▶ **Metin alıntısı**

Merkez Bankası Para Politikası Kurulu Toplantı Özeti yayımlandı: (2)

İSTANBUL (AA) – Türkiye Cumhuriyet Merkez Bankası (TCMB) Para Politikası Kurulu (PPK) toplantı özetinde, "Kurul, 2021 yılsonu tahmin hedefini dikkate alarak, enflasyonda kalıcı düşüşe ve fiyat istikrarına işaret eden güçlü göstergeler oluşana kadar sıkı para politikası duruşunun kararlılıkla uzun bir müddet sürdürülmesine karar vermiştir." ifadelerine yer verildi.

Kurulun 21 Ocak'taki toplantısına ilişkin yayımlanan özette, ekonominin döngüsel durumuna ilişkin çıktı açığı göstergelerini değerlendiren Kurulun işsizlik ve turizmin sınırlayıcı etkisine rağmen, güçlü kredi ivmesinin birikimli etkilerine ve dış talebe bağlı olarak son çeyrekte toplam talep koşullarının enflasyonist düzeylerde seyrettiğine kanaat getirdiği belirtildi.

Anılan dönemde iktisadi faaliyetin döngüsel olarak zirve noktasına ulaştığı ve yılın ilk çeyreğindeki yavaşlamayla eğilimine yakınsamaya başladığının değerlendirildiği ifade edilen özette, "Bazı Kurul üyeleri, ilk çeyrekteki yavaşlamanın büyük ölçüde salgına bağlı kısıtlamalardan olumsuz etkilenen sektörlerden kaynaklandığını ve para politikasındaki sıkılaşmanın etkilerinin henüz yeterince hissedilmediğini belirtmiştir. Bu kapsamda, önümüzdeki dönemde kademeli olarak zayıflayacak olmakla birlikte, ilk çeyrek genelinde talep yönlü enflasyonist etkilerin varlığını sürdürdüğü değerlendirmesi yapılmıştır" ifadelerine yer verildi.

[Koordinat işaretleme kayıtları]
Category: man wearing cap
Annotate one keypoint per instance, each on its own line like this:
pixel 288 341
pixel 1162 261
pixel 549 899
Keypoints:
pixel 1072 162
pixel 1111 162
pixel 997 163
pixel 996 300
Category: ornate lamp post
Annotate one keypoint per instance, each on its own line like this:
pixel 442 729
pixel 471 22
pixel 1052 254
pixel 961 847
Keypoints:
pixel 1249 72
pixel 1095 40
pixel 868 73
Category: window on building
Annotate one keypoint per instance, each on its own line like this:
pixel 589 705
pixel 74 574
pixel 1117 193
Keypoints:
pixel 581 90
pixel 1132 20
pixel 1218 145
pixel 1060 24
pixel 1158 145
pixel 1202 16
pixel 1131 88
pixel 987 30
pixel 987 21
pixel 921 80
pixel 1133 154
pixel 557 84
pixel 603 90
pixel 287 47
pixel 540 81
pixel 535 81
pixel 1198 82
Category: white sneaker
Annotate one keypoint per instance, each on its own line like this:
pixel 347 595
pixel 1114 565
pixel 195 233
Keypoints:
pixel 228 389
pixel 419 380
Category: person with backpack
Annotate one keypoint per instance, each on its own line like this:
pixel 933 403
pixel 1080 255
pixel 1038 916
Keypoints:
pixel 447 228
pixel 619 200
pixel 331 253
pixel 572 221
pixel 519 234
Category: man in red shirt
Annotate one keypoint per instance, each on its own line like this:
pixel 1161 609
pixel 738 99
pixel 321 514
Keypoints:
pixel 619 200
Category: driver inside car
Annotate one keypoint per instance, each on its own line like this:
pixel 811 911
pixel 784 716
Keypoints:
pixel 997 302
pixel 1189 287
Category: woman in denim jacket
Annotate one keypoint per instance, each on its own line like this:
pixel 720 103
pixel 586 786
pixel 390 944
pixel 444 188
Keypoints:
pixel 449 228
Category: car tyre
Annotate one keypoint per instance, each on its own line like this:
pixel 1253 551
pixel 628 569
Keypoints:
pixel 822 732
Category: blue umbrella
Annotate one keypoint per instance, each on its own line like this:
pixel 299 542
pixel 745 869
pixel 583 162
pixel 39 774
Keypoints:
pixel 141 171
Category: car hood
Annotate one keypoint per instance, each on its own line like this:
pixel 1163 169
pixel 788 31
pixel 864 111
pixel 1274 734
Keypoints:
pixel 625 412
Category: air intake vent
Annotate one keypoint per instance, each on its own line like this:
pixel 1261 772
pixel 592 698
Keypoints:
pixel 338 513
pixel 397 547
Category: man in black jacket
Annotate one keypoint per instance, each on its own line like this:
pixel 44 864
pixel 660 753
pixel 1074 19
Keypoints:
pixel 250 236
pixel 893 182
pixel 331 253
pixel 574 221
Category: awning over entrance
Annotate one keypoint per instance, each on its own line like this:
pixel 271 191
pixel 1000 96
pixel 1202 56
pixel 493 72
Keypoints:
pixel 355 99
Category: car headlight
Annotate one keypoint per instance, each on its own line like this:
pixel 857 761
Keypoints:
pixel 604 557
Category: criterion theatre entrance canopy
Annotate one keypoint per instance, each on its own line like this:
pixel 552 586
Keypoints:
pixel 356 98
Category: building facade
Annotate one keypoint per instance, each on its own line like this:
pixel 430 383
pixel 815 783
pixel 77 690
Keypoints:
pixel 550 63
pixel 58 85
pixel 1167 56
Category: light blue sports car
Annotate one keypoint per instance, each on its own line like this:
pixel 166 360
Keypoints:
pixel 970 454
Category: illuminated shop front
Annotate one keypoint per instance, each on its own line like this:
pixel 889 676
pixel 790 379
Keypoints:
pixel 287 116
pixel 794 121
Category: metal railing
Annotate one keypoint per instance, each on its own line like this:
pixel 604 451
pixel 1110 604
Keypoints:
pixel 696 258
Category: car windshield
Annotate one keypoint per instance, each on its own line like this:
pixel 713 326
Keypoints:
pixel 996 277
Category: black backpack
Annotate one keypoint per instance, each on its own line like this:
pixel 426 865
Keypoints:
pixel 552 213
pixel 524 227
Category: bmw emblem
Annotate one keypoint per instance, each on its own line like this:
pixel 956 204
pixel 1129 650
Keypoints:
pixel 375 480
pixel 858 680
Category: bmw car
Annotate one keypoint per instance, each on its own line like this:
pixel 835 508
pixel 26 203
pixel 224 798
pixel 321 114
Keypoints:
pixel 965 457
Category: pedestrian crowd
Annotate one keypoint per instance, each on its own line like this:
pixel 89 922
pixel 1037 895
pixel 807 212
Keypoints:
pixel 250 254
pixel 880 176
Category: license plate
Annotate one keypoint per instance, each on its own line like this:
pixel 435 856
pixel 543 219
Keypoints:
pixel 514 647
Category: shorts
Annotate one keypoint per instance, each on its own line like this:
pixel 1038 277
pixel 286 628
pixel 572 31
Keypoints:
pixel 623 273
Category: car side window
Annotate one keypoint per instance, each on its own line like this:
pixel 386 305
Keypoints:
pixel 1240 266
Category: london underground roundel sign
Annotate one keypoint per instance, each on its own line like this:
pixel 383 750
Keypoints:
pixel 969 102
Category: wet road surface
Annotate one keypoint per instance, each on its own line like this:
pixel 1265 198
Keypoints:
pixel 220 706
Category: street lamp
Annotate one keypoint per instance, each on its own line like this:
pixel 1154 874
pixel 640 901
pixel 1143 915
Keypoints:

▶ **Görevleriniz**
1. Kayıtlarda "Category: person with backpack" ifadesini içeren satırdan "pixel 397 547" ifadesini içeren satıra kadar (iki satır da dahil) uzanan satırları, boş satırları atlayarak, Markdown tablosu olarak ifade edin. "Sıra" sütununa satır numarasını, "Satır" sütununa satırın kendisini yazın.
2. Merkez Bankası PPK toplantı özetiyle ilgili haberi kaldığı yerden devam ettirin.

▶ **Sonuçlar**
1.
| Sıra | Satır |
|---|---|
| 1 | Category: person with backpack |
| 2 | Annotate one keypoint per instance, each on its own line like this: |
| 3 | pixel 933 403 |
| 4 | pixel 1080 255 |
| 5 | pixel 1038 916 |
| 6 | Keypoints: |
| 7 | pixel 447 228 |
| 8 | pixel 619 200 |
| 9 | pixel 331 253 |
| 10 | pixel 572 221 |
| 11 | pixel 519 234 |
| 12 | Category: man in red shirt |
| 13 | Annotate one keypoint per instance, each on its own line like this: |
| 14 | pixel 1161 609 |
| 15 | pixel 738 99 |
| 16 | pixel 321 514 |
| 17 | Keypoints: |
| 18 | pixel 619 200 |
| 19 | Category: driver inside car |
| 20 | Annotate one keypoint per instance, each on its own line like this: |
| 21 | pixel 811 911 |
| 22 | pixel 784 716 |
| 23 | Keypoints: |
| 24 | pixel 997 302 |
| 25 | pixel 1189 287 |
| 26 | Category: woman in denim jacket |
| 27 | Annotate one keypoint per instance, each on its own line like this: |
| 28 | pixel 720 103 |
| 29 | pixel 586 786 |
| 30 | pixel 390 944 |
| 31 | pixel 444 188 |
| 32 | Keypoints: |
| 33 | pixel 449 228 |
| 34 | Category: car tyre |
| 35 | Annotate one keypoint per instance, each on its own line like this: |
| 36 | pixel 1253 551 |
| 37 | pixel 628 569 |
| 38 | Keypoints: |
| 39 | pixel 822 732 |
| 40 | Category: blue umbrella |
| 41 | Annotate one keypoint per instance, each on its own line like this: |
| 42 | pixel 299 542 |
| 43 | pixel 745 869 |
| 44 | pixel 583 162 |
| 45 | pixel 39 774 |
| 46 | Keypoints: |
| 47 | pixel 141 171 |
| 48 | Category: car hood |
| 49 | Annotate one keypoint per instance, each on its own line like this: |
| 50 | pixel 1163 169 |
| 51 | pixel 788 31 |
| 52 | pixel 864 111 |
| 53 | pixel 1274 734 |
| 54 | Keypoints: |
| 55 | pixel 625 412 |
| 56 | Category: air intake vent |
| 57 | Annotate one keypoint per instance, each on its own line like this: |
| 58 | pixel 1261 772 |
| 59 | pixel 592 698 |
| 60 | Keypoints: |
| 61 | pixel 338 513 |
| 62 | pixel 397 547 |

2.
Özette, salgın döneminde sağlanan yüksek kredi büyümesinin birikimli etkileriyle güç kazanan iç talebin cari işlemler dengesi üzerindeki olumsuz etkisinin devam ettiği bildirildi.

Son dönemde artış gösteren vaka sayılarına bağlı olarak özellikle Avrupa ülkelerinde iktisadi faaliyet yavaşlamakla birlikte, salgın kısıtlamalarının imalat sanayi faaliyetini kapsamıyor olmasının ihracat görünümünü desteklediği aktarılan özette, ithalat talebinde kısmi bir yavaşlama gözlenirken, altın ithalatı tarihsel ortalamaların üzerindeki seyrini koruduğu ifade edildi,

Özette, kurulun yurt içi yerleşiklerin dolarizasyon eğiliminin dış dengeye yansımalarını değerlendirirken, altın ticaretine ilişkin dinamikleri tartıştığı kaydedildi.

Finansal koşullardaki sıkılaşmayla birlikte son dönemde kredi büyümesi yavaşlamaya başladığı vurgulanan özette, şu ifadelere yer verildi. "Dış denge ve enflasyona yansımaları bakımından kredi kompozisyonuna ayrı bir önem atfeden Kurul, dört haftalık eğilimlerle bireysel kredilerde gözlenen yavaşlamayı olumlu değerlendirmiştir. Kredilerdeki yavaşlamanın iç talep ve ithalatı sınırlayıcı etkisinin önümüzdeki dönemde daha belirgin hale gelmesi beklenmektedir. Kurul, iktisadi faaliyetteki toparlanmanın sürekliliği ve finansal istikrar açısından cari işlemler dengesindeki seyrin önemine bir kez daha dikkat çekmiştir.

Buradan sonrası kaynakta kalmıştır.